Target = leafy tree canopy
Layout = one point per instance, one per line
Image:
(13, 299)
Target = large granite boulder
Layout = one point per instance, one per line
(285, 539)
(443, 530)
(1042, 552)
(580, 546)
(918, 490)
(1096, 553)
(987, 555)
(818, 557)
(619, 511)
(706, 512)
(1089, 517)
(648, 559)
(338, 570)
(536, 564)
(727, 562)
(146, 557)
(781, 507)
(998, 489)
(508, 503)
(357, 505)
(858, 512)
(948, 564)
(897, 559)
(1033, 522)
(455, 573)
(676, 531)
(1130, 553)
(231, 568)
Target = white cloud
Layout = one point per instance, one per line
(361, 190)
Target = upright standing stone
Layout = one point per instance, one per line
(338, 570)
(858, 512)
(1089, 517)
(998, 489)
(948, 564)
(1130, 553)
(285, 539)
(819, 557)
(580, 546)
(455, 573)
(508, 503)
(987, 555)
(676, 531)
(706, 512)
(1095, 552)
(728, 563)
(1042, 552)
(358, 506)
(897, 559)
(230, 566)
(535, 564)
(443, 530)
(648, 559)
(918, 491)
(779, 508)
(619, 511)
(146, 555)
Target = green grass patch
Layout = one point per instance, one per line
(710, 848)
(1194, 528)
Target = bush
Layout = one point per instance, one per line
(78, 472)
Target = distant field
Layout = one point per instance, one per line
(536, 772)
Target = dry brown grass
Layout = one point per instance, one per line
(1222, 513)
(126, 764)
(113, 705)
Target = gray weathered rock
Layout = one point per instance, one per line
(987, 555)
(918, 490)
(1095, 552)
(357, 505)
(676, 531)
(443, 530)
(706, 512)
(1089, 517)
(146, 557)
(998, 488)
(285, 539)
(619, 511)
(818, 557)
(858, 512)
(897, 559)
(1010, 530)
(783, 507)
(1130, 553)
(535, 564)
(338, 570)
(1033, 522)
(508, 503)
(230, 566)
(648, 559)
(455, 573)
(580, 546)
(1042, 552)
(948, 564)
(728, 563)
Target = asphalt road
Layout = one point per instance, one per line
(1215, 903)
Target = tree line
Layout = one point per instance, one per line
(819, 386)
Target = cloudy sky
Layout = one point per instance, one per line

====

## Set problem
Copy out every line of the entries above, word for word and in the same order.

## Task answer
Target = leafy tree canopy
Layout = one point per instance, one per line
Image:
(13, 299)
Target = large granite boulder
Layout = one point per instance, one per line
(285, 539)
(443, 530)
(1042, 552)
(580, 546)
(918, 490)
(1096, 553)
(987, 555)
(818, 557)
(619, 511)
(706, 512)
(1089, 517)
(648, 559)
(338, 570)
(536, 564)
(727, 562)
(146, 557)
(781, 507)
(998, 489)
(508, 503)
(357, 505)
(858, 512)
(948, 564)
(897, 559)
(1033, 522)
(455, 573)
(676, 531)
(1130, 553)
(231, 568)
Target = white cloud
Layout = one point per instance, one per line
(361, 190)
Target = upright standing stone
Layout = one point per instance, one per line
(338, 570)
(858, 512)
(1089, 517)
(998, 489)
(948, 564)
(1130, 553)
(285, 539)
(819, 557)
(580, 546)
(455, 573)
(508, 503)
(987, 555)
(676, 531)
(706, 512)
(1095, 552)
(728, 563)
(1042, 552)
(358, 506)
(897, 559)
(230, 566)
(535, 564)
(443, 530)
(648, 559)
(918, 491)
(779, 508)
(619, 511)
(146, 555)
Target = green grass patch
Layout = one point per instance, one per line
(710, 848)
(1194, 528)
Target = bush
Layout = one point per instance, one per line
(78, 472)
Target = distant field
Layout = one point per instance, one per line
(536, 772)
Target = dry brown grass
Layout = one point per instance, one per line
(1222, 513)
(126, 764)
(113, 705)
Target = gray weathered rock
Layout = one point per instance, one per line
(987, 555)
(918, 490)
(1095, 552)
(357, 505)
(676, 531)
(443, 530)
(706, 512)
(1089, 517)
(146, 557)
(998, 488)
(285, 539)
(619, 511)
(818, 557)
(858, 512)
(897, 559)
(1010, 530)
(783, 507)
(1130, 553)
(535, 564)
(338, 570)
(1033, 522)
(508, 503)
(230, 566)
(648, 559)
(455, 573)
(580, 546)
(1042, 552)
(948, 564)
(728, 563)
Target = asphalt road
Layout = one point per instance, one per line
(1215, 903)
Target = tree line
Layout = one point per instance, one per line
(819, 386)
Target = cloudy sky
Layout = one point per instance, one per line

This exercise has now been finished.